TEXT SEGMENT:
>>>>>

And how long does quest development take in general anyway? Developing a good quest takes time, regardless of if you use scripting or not. The database is full of scripts for those who don't want to write them themselves. There is a script requests forum for non-scripters to request scripts. There is a scripting channel in the PZC discord for script discussion. Hell, there are even basic scripts being included in 2.53 and 2.55 packaged with ZC, pre-set-up in the default quest file.
Personally, I learned scripting over time; I released LGA2 with minimal scripts, and they work pretty well for the quality of the quest. LGA3 I then created some more complex scripts, playing around with how to use it. Meanwhile, you can clearly see by looking at LGA3 that I can't draw tiles for shit. Making custom graphics or custom music is FAR more difficult than making custom scripts, to me. Emphasis: TO ME. I'm a computer science major, coding is my thing. (For the record it was NOT something I knew how to do much before starting ZScript; I learned ZScript before I went into proper coding classes, so I went in with very little coding experience). To draw custom tiles is one of the biggest things I struggle with. At that, a quest with AMAZING scripts would be considered bad if it had terrible graphics. "But wait, there are tilesets on the database!" you say? Well there are also scripts on the database, and music on the database. Hell, custom music isn't something I think I could even TRY to do! All of these things influence how good a quest is.
Is scripting necessary to make "sell-quality" quest? For today's fanbase you can bet your bottom dollar it is. Where would IoR be without scripting? Link and Zelda without one line of code? Rite of the Storm without Avataro's know-how? Even the modest Slipstream quest requires intense know-how of scripting. Would they be selling right now if their authors had not taken the time to learn how to script? I highly doubt it. More recently there was South by Southrule by Flynn which I though was very good but it didn't sell because it was an old NES Zelda quest that had minimal if not 0 scripting. Have a look at Mega-Man. No scripting and it flops when trying to sell to today's fanbase.
You can do plenty without scripting. Given, sometimes it is easier to do something with scripts than in the engine; or you can make something slightly smoother with a script than with the engine. Considering I know how to script pretty well, I'd much sooner script a cutscene than do it with warps, moving FFCs, and such; but you still can do those things. A quest not having scripts does not automatically make it bad; a quest having bad/outdated design makes it bad. Not many well-designed quests don't use scripting, but that doesn't mean that a well-designed quest without scripting, making full use of everything the engine has to offer without scripting, couldn't be made. The enemy editor, item editor, and FFCs can do a LOT.

<<<<<

DATA:
>>>>>

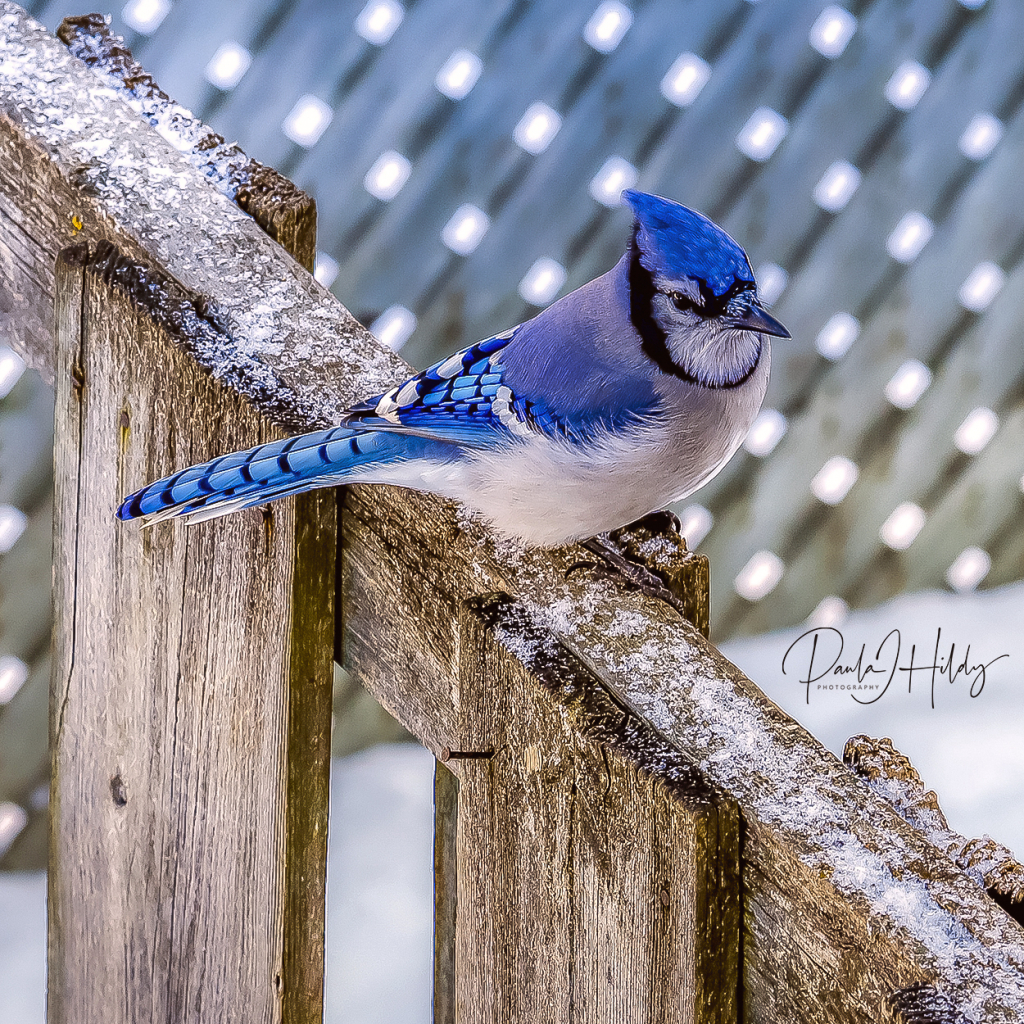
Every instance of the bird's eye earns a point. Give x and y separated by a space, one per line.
684 302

<<<<<

REQUIRED WORK: In the text on quest scripting, which versions of ZC are said to include basic scripts in the default quest file? The lines above come from a source separate from the text.

RESPONSE TO THIS TASK: Versions 2.53 and 2.55.